"""
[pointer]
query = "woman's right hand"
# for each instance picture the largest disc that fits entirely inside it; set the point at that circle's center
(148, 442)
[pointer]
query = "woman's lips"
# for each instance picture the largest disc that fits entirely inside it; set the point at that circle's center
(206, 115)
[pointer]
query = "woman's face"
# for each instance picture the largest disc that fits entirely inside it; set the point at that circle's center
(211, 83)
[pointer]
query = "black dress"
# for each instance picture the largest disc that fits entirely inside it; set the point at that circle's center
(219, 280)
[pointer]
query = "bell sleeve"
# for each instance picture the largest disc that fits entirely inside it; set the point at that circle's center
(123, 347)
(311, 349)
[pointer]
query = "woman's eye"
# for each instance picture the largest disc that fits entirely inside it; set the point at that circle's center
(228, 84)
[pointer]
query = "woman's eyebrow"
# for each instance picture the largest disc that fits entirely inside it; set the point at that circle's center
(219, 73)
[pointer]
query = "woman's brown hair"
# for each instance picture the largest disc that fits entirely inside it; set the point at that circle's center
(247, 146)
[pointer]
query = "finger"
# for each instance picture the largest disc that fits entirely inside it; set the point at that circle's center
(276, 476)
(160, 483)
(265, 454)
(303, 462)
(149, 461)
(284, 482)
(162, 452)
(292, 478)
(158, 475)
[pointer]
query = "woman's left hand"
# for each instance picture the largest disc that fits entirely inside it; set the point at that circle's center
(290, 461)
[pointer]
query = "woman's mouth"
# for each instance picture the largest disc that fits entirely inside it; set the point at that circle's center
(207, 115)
"""
**PROBLEM STATEMENT**:
Copy out each line above, character for character.

**CORRECT OUTPUT**:
[pointer]
query = "woman's right hand"
# for each instance picture the largest disc that fits entirely inside it; set the point at that circle's center
(148, 442)
[pointer]
query = "woman's lips"
# for each instance picture the largest disc that fits entirely inside it; set the point at that circle's center
(206, 115)
[pointer]
query = "woman's face"
# for each instance picture the largest disc that fits entirely inside it; set the point at that circle's center
(211, 83)
[pointer]
query = "black dress"
# for each instance picture the largest disc that fits entirely inside it; set the point at that circle's center
(219, 280)
[pointer]
query = "bell sleeve"
# for each instance picture the largest disc that fits entirely inside it; set the point at that circle's center
(123, 347)
(311, 349)
[pointer]
query = "woman's eye"
# for each instance picture the largest disc that fits entirely inside it; set the point at that circle's center
(228, 84)
[pointer]
query = "woman's eyebrow"
# for each instance picture the largest disc that fits entirely inside it; set the point at that circle's center
(219, 73)
[pointer]
query = "woman's brown hair"
# for each instance picture the largest disc that fits entirely inside it; set the point at that circle's center
(247, 146)
[pointer]
query = "finger"
# for each instance picture the largest disc that fits entirely inside it; set the point at that circle's center
(276, 476)
(160, 483)
(265, 454)
(303, 462)
(149, 461)
(284, 482)
(162, 452)
(292, 478)
(158, 475)
[pointer]
query = "woman's left hand"
# for each instance picture the largest disc that fits entirely inside it; set the point at that circle's center
(290, 461)
[pointer]
query = "woman's mouth"
# for each instance picture the largest disc that fits entirely inside it; set the point at that circle's center
(207, 115)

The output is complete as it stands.